Exercise goal: Reproduce the data verbatim from its first line through the line containing "box: [50, 298, 89, 422]", including both of those lines and nothing beyond them.

[Given information]

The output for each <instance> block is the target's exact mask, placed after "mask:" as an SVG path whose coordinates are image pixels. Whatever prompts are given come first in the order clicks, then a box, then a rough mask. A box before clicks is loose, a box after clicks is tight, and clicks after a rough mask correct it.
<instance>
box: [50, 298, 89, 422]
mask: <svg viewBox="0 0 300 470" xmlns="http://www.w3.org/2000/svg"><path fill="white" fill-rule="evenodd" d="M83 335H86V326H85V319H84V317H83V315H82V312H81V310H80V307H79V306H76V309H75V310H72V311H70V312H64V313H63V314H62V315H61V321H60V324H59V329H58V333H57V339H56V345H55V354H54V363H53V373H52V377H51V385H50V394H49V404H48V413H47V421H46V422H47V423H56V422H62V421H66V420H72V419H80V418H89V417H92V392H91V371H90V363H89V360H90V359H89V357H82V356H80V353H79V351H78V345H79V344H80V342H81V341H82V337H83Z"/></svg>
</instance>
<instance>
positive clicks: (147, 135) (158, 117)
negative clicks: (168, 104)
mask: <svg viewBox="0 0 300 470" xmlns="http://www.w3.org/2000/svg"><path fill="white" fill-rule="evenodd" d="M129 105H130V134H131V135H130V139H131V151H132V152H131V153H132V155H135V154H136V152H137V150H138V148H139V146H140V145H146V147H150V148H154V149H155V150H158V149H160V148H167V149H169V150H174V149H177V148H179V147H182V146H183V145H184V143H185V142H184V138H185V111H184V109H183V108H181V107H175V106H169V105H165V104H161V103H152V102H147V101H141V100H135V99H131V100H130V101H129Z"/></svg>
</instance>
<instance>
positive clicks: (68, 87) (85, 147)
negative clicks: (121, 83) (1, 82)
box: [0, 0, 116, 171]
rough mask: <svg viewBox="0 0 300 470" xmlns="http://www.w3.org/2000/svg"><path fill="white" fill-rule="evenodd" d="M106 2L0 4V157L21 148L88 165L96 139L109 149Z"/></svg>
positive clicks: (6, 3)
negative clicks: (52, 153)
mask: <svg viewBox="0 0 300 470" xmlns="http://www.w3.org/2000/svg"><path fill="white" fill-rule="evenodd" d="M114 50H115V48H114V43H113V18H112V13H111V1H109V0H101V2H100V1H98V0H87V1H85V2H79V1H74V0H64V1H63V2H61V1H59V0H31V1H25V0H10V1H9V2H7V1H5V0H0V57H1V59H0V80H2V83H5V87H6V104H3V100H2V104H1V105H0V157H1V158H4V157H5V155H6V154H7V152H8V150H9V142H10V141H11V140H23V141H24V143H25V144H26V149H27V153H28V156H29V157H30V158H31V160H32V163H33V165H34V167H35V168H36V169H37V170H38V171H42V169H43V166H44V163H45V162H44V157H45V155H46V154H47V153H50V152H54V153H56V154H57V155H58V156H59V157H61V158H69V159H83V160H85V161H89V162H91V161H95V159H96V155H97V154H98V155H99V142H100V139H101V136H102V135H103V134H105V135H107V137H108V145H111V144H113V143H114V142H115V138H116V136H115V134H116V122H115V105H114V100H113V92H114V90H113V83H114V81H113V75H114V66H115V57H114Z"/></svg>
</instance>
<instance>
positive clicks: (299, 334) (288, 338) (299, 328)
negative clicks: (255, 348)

[/Given information]

Answer:
The output for each <instance> block is the target's exact mask, placed after "mask:" as an SVG path whose coordinates are image pixels. Whatever prompts are given come first in the order clicks, then a box, then a rough mask. A box before clicks is loose, a box after clicks is tight, and clicks after a rough mask correct it.
<instance>
box: [50, 298, 89, 422]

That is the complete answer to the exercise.